* [DOCUMENT EXTRACT]
Interesting note on this... At GrantTree we're (still in the early stages of)
trying something different. Since all pay is open and we use something called
the "advice process" to make decisions, to change their salaries people need
to make an open proposal to the whole company, gather feedback, and then make
a decision (note: they do not need to incorporate all or any of the feedback;
we trust them to make the right decision).

With this in mind, the proposal is meant to cover 5 key angles:

1) What do I deserve?

2) What do I need?

3) What is the market rate for my role?

4) What can the company afford?

5) What is good for GrantTree?

We explicitly ask people to include their needs in this. They are people, they
have needs - ignoring that is stupid, in my opinion. If we have someone on
staff who is contributing greatly to the company but has high mortgage
payments, and I pay them less because I have this other person who is
contributing the same but has much lower monthly costs, and I pay the first
the same as the second, I will lose the first because they can't afford to
keep this job.

* [STATED EXERCISE] Using the forum post on GrantTree's pay process, explain in one to three sentences why salary proposals there are expected to include the person's own needs.

* [GIVEN ENTRIES]
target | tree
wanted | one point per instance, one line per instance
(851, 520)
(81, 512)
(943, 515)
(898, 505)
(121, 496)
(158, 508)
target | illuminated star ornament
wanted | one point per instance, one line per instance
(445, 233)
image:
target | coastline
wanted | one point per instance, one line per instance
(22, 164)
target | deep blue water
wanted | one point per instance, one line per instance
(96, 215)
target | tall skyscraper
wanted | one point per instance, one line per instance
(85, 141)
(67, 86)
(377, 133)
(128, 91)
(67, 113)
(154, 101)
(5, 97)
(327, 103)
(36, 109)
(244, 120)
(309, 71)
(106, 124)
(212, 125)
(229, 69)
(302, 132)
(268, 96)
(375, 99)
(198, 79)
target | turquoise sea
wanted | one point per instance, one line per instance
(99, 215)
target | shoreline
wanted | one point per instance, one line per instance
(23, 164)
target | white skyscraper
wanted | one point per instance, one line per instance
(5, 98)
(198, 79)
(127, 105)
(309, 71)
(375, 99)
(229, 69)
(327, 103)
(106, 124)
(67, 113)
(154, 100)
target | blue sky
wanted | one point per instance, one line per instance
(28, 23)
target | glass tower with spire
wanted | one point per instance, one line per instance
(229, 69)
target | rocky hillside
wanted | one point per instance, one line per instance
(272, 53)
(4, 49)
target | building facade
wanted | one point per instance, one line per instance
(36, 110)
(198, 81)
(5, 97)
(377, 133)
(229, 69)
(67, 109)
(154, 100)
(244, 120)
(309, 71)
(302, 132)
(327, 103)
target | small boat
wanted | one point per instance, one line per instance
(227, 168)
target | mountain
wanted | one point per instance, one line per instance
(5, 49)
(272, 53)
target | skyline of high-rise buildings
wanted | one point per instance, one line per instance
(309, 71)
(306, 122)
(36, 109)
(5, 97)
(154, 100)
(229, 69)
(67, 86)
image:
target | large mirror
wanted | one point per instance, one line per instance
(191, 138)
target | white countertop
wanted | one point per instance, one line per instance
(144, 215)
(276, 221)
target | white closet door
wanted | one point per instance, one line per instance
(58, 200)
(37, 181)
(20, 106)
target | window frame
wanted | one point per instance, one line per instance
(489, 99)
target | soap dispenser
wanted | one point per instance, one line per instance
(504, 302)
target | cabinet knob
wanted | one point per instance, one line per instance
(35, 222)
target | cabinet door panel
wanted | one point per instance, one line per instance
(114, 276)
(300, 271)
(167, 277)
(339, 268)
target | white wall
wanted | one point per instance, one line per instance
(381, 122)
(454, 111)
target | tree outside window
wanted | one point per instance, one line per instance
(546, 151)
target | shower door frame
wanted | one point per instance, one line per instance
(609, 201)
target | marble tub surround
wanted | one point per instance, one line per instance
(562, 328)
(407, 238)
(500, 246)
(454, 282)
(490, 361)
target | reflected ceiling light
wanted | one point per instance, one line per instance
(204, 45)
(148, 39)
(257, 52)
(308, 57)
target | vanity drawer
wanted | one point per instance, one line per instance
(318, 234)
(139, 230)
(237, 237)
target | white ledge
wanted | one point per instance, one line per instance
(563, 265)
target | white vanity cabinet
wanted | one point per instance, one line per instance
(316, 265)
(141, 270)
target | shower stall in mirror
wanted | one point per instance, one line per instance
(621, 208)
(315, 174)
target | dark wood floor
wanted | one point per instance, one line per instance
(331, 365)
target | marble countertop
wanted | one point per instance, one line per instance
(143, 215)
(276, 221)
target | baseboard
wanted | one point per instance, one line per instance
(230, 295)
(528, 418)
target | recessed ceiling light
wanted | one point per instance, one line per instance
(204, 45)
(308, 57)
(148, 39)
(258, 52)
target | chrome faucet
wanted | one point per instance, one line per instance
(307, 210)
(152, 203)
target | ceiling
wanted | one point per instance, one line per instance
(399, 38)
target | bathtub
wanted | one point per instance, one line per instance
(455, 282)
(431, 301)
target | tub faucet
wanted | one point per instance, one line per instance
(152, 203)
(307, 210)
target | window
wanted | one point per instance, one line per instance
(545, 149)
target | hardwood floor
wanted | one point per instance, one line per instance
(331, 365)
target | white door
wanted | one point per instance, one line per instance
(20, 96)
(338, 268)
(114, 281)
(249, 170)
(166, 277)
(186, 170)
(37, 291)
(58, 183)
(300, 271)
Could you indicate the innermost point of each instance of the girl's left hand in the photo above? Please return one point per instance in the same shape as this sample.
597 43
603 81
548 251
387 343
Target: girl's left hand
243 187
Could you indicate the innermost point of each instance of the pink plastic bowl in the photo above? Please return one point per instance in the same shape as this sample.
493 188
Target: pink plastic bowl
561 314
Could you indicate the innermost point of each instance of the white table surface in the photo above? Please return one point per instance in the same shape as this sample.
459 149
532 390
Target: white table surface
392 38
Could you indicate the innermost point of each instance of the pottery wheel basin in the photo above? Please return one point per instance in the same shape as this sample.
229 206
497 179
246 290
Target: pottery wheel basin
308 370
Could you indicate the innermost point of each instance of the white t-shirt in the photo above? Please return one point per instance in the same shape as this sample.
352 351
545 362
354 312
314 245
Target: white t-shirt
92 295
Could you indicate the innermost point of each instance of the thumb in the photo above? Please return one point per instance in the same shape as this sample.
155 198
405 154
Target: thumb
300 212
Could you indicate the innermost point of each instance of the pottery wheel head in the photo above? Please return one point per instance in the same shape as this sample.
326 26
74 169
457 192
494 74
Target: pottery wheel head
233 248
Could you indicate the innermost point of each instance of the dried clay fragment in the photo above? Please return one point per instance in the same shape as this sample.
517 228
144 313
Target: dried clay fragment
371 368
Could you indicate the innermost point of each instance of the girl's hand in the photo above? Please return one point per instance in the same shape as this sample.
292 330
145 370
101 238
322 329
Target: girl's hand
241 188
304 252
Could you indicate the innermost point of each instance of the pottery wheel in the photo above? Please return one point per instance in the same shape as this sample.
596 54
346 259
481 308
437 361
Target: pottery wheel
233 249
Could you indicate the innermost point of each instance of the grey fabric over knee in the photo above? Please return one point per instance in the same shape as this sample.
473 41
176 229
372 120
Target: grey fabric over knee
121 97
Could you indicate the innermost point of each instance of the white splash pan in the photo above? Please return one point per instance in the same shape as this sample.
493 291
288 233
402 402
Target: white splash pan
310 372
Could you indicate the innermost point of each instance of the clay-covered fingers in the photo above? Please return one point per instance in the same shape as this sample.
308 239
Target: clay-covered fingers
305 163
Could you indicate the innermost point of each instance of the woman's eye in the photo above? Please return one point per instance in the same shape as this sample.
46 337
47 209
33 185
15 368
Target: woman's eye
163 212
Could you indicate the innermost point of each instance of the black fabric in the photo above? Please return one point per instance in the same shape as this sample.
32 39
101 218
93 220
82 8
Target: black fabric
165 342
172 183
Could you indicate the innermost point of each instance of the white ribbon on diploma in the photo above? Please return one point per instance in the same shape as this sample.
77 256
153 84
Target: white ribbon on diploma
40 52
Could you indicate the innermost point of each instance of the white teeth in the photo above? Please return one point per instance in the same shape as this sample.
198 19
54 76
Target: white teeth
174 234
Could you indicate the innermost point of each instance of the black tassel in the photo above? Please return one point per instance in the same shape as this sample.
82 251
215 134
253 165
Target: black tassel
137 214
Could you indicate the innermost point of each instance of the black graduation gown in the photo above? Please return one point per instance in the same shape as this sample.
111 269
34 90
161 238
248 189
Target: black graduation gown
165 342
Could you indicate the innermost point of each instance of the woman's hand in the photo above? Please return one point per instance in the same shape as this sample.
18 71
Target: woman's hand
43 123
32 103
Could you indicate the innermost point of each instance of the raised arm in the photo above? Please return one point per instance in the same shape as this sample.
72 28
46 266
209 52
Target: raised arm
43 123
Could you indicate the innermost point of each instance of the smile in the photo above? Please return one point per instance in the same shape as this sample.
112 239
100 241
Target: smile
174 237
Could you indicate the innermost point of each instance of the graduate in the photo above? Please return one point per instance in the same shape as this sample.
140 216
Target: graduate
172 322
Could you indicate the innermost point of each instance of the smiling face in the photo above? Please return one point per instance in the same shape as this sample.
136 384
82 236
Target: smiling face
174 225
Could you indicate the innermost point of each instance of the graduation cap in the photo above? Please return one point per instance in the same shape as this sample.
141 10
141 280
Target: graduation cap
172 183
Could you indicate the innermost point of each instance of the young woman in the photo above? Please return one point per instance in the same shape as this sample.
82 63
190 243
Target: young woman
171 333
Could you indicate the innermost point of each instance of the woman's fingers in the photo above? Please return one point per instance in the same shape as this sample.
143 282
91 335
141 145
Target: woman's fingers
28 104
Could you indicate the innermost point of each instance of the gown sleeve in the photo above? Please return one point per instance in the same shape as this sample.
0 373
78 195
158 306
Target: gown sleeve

* [CORRECT RESULT] The post says employees are people with needs, and ignoring those needs would be a mistake. If someone contributing greatly had high costs, such as mortgage payments, and were paid the same as an equally valuable colleague with lower monthly costs, the company would lose that person because they could not afford to keep the job.